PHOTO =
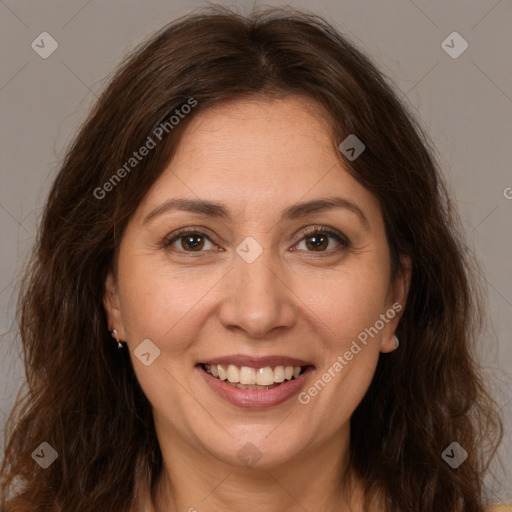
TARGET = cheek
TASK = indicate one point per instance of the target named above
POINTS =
(347, 302)
(161, 302)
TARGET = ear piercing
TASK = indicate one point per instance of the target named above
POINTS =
(113, 332)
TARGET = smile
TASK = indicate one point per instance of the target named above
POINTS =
(246, 377)
(255, 387)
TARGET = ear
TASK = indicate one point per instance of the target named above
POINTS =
(397, 298)
(112, 306)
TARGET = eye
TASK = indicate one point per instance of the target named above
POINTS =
(318, 239)
(188, 240)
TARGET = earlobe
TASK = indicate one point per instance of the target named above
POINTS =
(403, 280)
(401, 285)
(112, 306)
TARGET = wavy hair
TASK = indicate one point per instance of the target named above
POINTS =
(82, 396)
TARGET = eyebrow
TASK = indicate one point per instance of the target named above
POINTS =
(295, 211)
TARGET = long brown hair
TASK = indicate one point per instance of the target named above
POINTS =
(82, 395)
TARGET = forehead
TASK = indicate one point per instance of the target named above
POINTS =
(256, 154)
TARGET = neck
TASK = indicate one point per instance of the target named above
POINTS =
(312, 480)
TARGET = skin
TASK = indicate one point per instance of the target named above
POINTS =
(257, 157)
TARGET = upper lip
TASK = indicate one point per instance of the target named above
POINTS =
(256, 362)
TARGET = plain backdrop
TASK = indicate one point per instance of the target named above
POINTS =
(465, 103)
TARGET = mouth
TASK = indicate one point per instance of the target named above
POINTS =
(255, 383)
(247, 377)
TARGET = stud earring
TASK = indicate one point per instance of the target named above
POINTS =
(113, 332)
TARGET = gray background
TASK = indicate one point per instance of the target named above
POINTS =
(464, 103)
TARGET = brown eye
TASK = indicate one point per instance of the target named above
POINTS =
(193, 242)
(319, 240)
(188, 241)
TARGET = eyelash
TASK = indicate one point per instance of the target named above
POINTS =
(342, 239)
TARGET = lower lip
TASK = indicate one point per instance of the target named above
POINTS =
(256, 398)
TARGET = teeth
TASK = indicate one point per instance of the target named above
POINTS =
(222, 373)
(247, 375)
(265, 376)
(251, 378)
(279, 374)
(233, 373)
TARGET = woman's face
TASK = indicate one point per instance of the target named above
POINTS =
(220, 265)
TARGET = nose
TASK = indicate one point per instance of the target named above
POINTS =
(257, 298)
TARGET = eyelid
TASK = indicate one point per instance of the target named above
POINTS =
(317, 229)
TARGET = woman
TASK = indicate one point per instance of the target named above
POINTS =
(249, 292)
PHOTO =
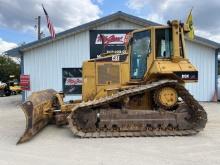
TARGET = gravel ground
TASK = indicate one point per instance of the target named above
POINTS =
(58, 146)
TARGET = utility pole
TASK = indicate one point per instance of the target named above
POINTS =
(38, 28)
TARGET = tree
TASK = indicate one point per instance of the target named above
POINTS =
(8, 67)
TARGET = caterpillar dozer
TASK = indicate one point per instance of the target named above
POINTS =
(138, 93)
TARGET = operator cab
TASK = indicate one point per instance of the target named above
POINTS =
(156, 42)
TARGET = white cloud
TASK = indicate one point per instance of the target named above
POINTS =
(4, 45)
(64, 14)
(136, 4)
(205, 13)
(100, 1)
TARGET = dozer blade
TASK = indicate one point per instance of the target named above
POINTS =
(38, 113)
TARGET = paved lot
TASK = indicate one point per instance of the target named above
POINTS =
(57, 145)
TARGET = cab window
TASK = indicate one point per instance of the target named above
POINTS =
(140, 48)
(164, 43)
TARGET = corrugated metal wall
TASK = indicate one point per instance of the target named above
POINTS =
(203, 58)
(44, 64)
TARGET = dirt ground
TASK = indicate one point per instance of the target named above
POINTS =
(58, 146)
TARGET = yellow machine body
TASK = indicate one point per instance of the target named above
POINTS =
(133, 94)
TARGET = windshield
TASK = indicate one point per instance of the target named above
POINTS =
(139, 51)
(163, 43)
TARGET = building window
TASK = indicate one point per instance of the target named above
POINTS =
(72, 80)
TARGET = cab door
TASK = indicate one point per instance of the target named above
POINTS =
(140, 49)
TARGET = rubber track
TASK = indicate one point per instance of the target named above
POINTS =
(199, 118)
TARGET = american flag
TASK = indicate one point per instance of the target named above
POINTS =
(49, 24)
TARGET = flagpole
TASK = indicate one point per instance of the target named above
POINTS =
(38, 28)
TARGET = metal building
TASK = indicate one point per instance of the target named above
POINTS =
(47, 61)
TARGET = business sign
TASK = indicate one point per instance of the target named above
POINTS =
(107, 41)
(72, 80)
(25, 82)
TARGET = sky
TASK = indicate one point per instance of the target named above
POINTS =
(17, 17)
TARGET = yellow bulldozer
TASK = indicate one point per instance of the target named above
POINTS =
(139, 93)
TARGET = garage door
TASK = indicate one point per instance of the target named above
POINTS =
(204, 59)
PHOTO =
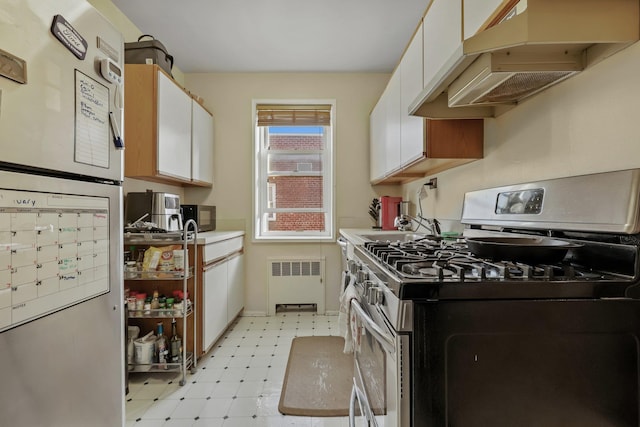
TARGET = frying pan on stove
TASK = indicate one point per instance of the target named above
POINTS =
(534, 250)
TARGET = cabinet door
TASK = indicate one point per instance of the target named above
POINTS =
(477, 13)
(377, 134)
(214, 300)
(235, 290)
(442, 28)
(174, 129)
(392, 139)
(201, 144)
(411, 127)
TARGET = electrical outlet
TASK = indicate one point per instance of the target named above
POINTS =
(432, 183)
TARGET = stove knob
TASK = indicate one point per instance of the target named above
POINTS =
(375, 295)
(362, 276)
(352, 266)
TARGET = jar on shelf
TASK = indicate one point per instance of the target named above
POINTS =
(130, 270)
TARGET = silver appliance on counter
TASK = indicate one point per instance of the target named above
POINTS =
(533, 315)
(158, 208)
(61, 297)
(203, 215)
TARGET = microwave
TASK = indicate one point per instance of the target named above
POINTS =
(203, 215)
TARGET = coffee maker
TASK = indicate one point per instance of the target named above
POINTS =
(161, 209)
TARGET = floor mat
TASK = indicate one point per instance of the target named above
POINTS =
(318, 379)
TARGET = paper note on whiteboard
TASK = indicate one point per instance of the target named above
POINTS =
(92, 122)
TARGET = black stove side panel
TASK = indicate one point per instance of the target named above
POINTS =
(541, 363)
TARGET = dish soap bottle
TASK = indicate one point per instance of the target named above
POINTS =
(175, 343)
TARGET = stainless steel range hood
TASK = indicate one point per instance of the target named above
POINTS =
(549, 41)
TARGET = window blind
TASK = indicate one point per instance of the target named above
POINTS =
(293, 115)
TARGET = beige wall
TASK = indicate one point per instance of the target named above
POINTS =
(228, 97)
(588, 123)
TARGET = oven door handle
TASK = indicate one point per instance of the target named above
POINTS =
(386, 340)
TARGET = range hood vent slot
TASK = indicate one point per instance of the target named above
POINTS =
(496, 78)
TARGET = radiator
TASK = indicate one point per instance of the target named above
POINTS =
(295, 281)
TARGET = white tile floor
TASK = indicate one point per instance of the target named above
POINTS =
(237, 383)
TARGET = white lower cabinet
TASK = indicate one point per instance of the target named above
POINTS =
(222, 288)
(214, 296)
(235, 286)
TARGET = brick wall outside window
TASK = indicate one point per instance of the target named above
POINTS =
(297, 190)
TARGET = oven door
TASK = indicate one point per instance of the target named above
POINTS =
(374, 398)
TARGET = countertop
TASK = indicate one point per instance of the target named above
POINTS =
(208, 237)
(355, 235)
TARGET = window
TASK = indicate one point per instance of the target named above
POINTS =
(293, 196)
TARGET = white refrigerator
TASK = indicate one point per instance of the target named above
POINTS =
(61, 166)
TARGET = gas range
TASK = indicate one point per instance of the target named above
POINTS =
(512, 331)
(437, 268)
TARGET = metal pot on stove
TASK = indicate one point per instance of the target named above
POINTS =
(536, 250)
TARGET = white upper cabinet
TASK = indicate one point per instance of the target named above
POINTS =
(442, 28)
(411, 84)
(164, 130)
(377, 137)
(477, 13)
(201, 145)
(392, 141)
(174, 129)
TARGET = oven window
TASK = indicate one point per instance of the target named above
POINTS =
(526, 202)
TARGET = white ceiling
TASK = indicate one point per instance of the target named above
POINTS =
(279, 35)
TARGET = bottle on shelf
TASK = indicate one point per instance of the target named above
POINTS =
(161, 347)
(175, 343)
(155, 301)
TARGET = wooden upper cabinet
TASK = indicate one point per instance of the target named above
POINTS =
(478, 14)
(159, 131)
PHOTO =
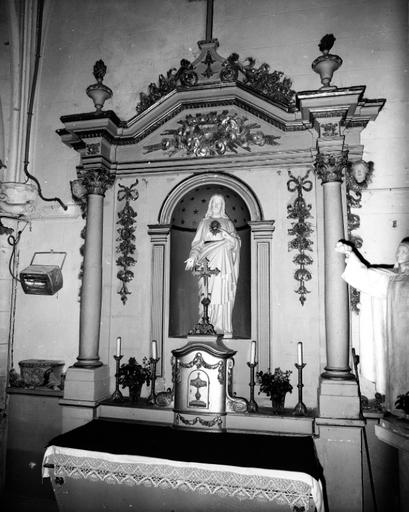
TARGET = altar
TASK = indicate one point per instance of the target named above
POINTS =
(124, 465)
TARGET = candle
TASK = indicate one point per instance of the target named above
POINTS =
(299, 348)
(154, 349)
(253, 352)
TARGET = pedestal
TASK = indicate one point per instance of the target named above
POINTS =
(338, 399)
(87, 385)
(203, 375)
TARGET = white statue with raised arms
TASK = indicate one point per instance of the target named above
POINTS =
(217, 241)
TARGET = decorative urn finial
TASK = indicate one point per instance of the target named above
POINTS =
(99, 92)
(326, 63)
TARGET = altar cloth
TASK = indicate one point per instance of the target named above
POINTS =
(120, 481)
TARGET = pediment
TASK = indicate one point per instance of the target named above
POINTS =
(217, 111)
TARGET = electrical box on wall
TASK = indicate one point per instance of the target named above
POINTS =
(43, 277)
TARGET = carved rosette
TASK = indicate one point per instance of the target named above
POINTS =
(96, 181)
(301, 230)
(330, 166)
(126, 238)
(212, 134)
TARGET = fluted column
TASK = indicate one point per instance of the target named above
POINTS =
(329, 167)
(95, 182)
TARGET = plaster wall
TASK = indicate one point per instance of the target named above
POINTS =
(140, 40)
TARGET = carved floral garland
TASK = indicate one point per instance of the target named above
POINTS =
(126, 246)
(301, 229)
(212, 134)
(274, 85)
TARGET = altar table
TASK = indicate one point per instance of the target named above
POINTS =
(117, 466)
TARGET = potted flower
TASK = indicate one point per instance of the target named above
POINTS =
(275, 385)
(402, 402)
(133, 375)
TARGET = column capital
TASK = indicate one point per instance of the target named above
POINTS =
(262, 229)
(92, 181)
(329, 166)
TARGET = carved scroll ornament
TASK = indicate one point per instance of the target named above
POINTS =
(330, 166)
(301, 229)
(126, 238)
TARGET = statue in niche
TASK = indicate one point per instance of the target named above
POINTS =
(216, 241)
(384, 319)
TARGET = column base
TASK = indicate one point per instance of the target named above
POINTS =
(87, 363)
(87, 384)
(338, 398)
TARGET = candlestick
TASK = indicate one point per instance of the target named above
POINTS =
(300, 409)
(253, 352)
(154, 349)
(117, 395)
(252, 405)
(299, 350)
(152, 396)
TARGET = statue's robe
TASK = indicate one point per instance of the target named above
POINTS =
(223, 254)
(384, 326)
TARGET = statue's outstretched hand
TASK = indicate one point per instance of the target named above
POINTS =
(189, 263)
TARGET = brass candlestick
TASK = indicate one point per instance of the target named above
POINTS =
(152, 397)
(117, 395)
(300, 409)
(252, 405)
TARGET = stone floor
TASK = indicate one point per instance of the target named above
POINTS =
(18, 503)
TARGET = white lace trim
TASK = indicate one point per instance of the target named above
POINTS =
(282, 487)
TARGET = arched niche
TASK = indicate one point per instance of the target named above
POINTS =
(256, 276)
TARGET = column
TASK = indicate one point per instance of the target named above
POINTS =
(338, 391)
(159, 239)
(329, 167)
(95, 183)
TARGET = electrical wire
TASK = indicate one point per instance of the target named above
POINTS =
(39, 24)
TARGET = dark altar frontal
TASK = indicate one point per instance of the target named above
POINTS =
(117, 466)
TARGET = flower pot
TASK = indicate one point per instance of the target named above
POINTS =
(135, 392)
(17, 198)
(325, 65)
(277, 403)
(34, 372)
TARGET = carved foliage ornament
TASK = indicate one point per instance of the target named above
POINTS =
(126, 238)
(358, 176)
(330, 166)
(274, 85)
(212, 134)
(301, 229)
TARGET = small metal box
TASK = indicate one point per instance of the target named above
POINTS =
(42, 279)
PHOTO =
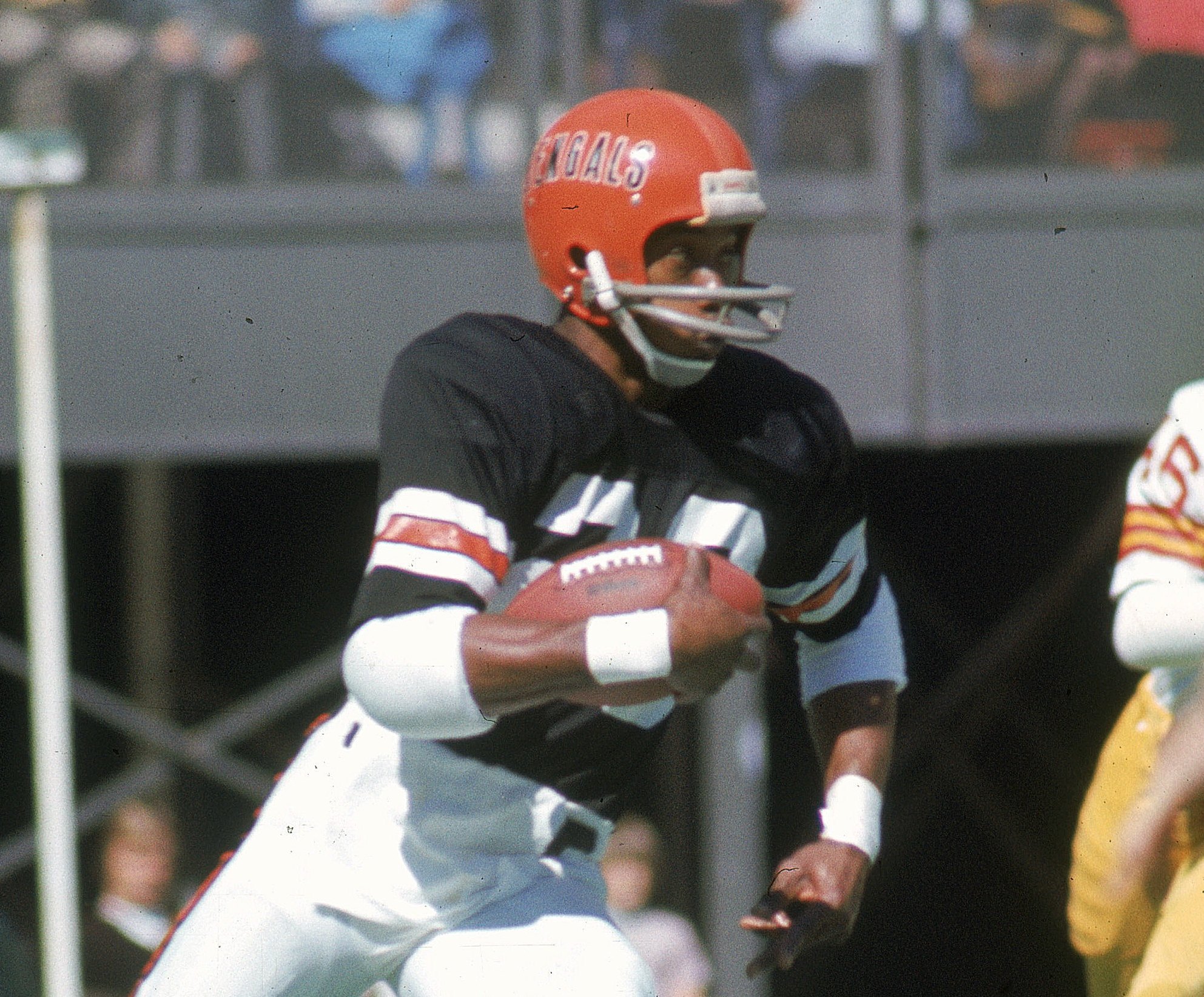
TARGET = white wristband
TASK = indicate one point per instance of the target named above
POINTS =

******

#### TASK DESCRIPTION:
Note each line above that contains "floor" and copy it out.

#### RESULT:
TARGET = floor mat
TARGET = white tile floor
TARGET = stone floor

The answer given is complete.